▶ **Task brief**: Decide whether each statement below agrees with the blog excerpt that follows, answering yes or no and quoting the words that decide it: 1. The writer bought the book after watching it on Amazon for about two years. 2. The shawls for the girls were knitted. 3. The girls were inside because it was raining.

Friday, June 26, 2009

the bread baker's apprentice arrived

I have been watching this book on Amazon for about two years now...and finally it went on sale. Even the used ones on never got this low, so I snatched it up. I'm SO excited I'll probably never leave the kitchen.

garden update

The potato and watermelon pool is thriving

The potatoes are blooming, and looking healthy

The peppers are FINALLY starting to set

Our first watermelon set this week.

Monday, June 22, 2009

my little peasant girls

Recently I crocheted these "Grandma Moses" shawls for the girls to use for dress-up play. They like to walk around the house very "woe is me" -- like little peasants. Happily, they are actually dancing joyfully in these pictures.

PS - you're probably wondering, "why in the world would Stephanie have her girls inside on such a beautiful sunny day?" That would be because it is 102 degrees outside right now.

secret keeper girl

I've only just perused this site a bit, but it sure looks helpful for moms of tweens who are battling all kinds of questions about clothing and the constant "why can't I wear that!?" whines...

Also, while you're at it, check out this petition to convince the fashion industry to stop marketing clothing to little girls that is way too grown-up...

Saturday, June 20, 2009

10 things for which i'm thankful

In no particular order...

▶ **Rows**:
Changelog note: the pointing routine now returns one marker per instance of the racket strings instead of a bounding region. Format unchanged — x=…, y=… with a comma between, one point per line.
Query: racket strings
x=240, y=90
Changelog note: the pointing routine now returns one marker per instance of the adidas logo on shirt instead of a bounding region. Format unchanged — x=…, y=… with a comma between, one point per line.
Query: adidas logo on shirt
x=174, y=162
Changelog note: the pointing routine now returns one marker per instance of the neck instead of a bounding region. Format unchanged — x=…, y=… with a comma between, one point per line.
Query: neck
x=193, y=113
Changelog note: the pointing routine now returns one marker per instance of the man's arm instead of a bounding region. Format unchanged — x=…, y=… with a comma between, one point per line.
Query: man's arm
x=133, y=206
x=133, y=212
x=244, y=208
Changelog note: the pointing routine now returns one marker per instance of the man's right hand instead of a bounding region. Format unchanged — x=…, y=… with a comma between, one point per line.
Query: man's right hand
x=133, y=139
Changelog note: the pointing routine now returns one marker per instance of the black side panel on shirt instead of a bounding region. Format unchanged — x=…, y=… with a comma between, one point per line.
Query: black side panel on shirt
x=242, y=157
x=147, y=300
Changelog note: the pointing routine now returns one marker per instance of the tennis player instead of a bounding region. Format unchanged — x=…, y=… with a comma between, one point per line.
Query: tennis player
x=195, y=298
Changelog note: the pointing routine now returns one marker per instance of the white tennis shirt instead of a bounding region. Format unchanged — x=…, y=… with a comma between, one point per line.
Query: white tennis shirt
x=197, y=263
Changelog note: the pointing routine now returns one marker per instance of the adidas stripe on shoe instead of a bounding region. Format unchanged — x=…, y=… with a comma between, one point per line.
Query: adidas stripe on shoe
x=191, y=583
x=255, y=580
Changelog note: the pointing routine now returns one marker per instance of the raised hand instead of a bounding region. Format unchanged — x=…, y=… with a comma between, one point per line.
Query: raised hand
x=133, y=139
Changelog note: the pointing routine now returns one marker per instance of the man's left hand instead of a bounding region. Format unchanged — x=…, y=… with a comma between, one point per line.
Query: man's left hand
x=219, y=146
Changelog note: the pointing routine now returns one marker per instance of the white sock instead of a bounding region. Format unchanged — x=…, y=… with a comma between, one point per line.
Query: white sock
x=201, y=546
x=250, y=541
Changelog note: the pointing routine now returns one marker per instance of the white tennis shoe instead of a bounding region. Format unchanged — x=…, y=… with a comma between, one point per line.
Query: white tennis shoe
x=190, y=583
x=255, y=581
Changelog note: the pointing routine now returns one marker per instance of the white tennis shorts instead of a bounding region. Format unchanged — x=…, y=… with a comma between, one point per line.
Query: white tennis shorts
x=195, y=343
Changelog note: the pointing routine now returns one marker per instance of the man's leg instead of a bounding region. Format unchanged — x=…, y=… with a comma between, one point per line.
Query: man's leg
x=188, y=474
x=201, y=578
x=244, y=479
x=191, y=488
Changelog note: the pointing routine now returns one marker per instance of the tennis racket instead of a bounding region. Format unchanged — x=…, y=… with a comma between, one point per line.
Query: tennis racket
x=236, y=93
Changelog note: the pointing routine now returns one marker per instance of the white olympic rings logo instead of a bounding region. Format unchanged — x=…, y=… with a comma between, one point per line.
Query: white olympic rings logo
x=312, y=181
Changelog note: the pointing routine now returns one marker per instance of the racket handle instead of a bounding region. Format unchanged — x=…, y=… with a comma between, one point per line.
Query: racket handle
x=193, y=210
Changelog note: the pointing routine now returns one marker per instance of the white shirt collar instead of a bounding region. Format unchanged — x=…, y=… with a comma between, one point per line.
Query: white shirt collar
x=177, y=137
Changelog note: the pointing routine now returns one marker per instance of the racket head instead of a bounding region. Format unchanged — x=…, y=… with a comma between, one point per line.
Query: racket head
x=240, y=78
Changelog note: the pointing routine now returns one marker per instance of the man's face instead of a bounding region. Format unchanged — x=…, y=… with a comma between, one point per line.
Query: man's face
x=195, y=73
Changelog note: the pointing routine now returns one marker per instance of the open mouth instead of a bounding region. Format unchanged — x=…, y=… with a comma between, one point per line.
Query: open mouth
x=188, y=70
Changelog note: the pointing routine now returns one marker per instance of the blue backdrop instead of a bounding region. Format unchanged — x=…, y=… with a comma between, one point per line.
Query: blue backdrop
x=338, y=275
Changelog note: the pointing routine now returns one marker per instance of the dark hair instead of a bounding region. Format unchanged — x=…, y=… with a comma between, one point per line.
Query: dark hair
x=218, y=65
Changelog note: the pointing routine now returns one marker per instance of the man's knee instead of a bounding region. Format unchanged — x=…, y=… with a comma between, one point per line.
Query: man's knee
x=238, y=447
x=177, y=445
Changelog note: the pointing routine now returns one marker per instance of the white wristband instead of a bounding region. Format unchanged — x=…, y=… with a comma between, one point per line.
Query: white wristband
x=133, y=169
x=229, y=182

▶ **Answer to this problem**:
1. Yes: "I have been watching this book on Amazon for about two years now...and finally it went on sale."
2. No: "Recently I crocheted these "Grandma Moses" shawls for the girls to use for dress-up play."
3. No: "That would be because it is 102 degrees outside right now."